EXCERPT PROVIDED:
>>>

BACKGROUND: To investigate the potential beneficial effect of fecal microbiota transplantation (FMT) on gastrointestinal symptoms, gut dysbiosis and immune status in discharged COVID-19 patients.
CASE PRESENTATION: A total of 11 COVID-19 patients were recruited in April, 2020, about one month on average after they were discharged from the hospital . All subjects received FMT for 4 consecutive days by oral capsule administrations with 10 capsules for each day . In total , 5 out of 11 patients reported to be suffered from gastrointestinal symptoms, which were improved after FMT . After FMT, alterations of B cells were observed, which was characterized as decreased naive B cell (P = 0.012) and increased memory B cells (P = 0.001) and non-switched B cells (P = 0.012) .The microbial community richness indicated by operational taxonomic units number, observed species and Chao1 estimator was marginally increased after FMT . Gut microbiome composition of discharged COVID-19 patients differed from that of the general population at both phylum and genera level, which was characterized with a lower proportion of Firmicutes (41.0 %) and Actinobacteria (4.0 %), higher proportion of Bacteroidetes (42.9 %) and Proteobacteria (9.2 %). FMT can partially restore the gut dysbiosis by increasing the relative abundance of Actinobacteria (15.0 %) and reducing Proteobacteria (2.8 %) at the phylum level . At the genera level, Bifidobacterium and Faecalibacterium had significantly increased after FMT .
CONCLUSIONS: After FMT, altered peripheral lymphocyte subset, restored gut microbiota and alleviated gastrointestinal disorders were observe, suggesting that FMT may serve as a potential therapeutic and rehabilitative intervention for the COVID-19.

<<<

Saved entries:
>>>

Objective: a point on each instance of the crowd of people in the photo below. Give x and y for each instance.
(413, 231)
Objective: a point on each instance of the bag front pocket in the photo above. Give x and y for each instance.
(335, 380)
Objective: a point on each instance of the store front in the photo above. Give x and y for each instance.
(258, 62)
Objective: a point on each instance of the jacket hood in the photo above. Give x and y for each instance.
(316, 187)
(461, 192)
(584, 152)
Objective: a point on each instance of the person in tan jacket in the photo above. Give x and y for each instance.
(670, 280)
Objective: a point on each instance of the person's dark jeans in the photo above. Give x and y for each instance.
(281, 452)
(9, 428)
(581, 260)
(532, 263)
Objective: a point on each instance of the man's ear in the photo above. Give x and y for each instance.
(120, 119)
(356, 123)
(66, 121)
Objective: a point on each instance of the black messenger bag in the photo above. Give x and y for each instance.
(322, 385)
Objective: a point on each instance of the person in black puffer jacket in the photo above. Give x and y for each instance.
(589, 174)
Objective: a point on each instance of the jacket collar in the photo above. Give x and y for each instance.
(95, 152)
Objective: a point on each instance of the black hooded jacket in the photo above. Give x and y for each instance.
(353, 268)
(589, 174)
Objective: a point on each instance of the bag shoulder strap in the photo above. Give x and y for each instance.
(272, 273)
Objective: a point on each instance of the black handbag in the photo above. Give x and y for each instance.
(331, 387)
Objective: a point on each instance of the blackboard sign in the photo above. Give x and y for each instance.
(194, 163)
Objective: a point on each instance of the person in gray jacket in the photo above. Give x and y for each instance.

<<<

PROBLEM:
Answer these questions using the abstract on fecal microbiota transplantation above.
(a) How many capsules did each subject take per day during FMT?
(b) How many of the 11 patients reported gastrointestinal symptoms?
(c) Which two genera significantly increased after FMT?

YOUR RESPONSE:
(a) 10 capsules per day, for 4 consecutive days.
(b) 5 of the 11 patients.
(c) Bifidobacterium and Faecalibacterium.